→ Try it
Please copy exactly every line from the one that contains "Practice step: locate the nose" to the end of the data below, with both ends included and no other lines.

→ Entries provided
▬▬▬▬▬▬▬▬▬▬
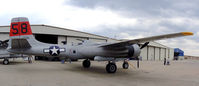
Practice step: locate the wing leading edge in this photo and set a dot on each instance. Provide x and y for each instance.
(148, 39)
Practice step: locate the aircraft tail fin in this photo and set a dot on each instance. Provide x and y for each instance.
(20, 33)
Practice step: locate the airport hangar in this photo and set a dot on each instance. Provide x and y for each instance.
(56, 35)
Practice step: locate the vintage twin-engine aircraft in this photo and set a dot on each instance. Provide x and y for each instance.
(23, 42)
(4, 54)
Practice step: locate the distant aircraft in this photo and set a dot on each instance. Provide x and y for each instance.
(4, 54)
(23, 42)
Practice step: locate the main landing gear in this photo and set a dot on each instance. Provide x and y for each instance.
(86, 63)
(111, 67)
(6, 61)
(125, 65)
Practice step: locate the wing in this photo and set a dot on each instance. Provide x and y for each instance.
(148, 39)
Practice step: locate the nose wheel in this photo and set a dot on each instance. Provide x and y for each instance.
(111, 67)
(86, 63)
(6, 62)
(125, 65)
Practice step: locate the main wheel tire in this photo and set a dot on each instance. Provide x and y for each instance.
(86, 63)
(5, 61)
(111, 68)
(125, 65)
▬▬▬▬▬▬▬▬▬▬
→ Worked solution
Practice step: locate the nose wheel in this photo and set a dot on each instance. Provide x and y for each instance.
(111, 67)
(86, 63)
(6, 62)
(125, 65)
Practice step: locate the main wheel tire in this photo and set a dot on each instance. Provide x and y for each instance.
(86, 63)
(5, 61)
(111, 68)
(125, 65)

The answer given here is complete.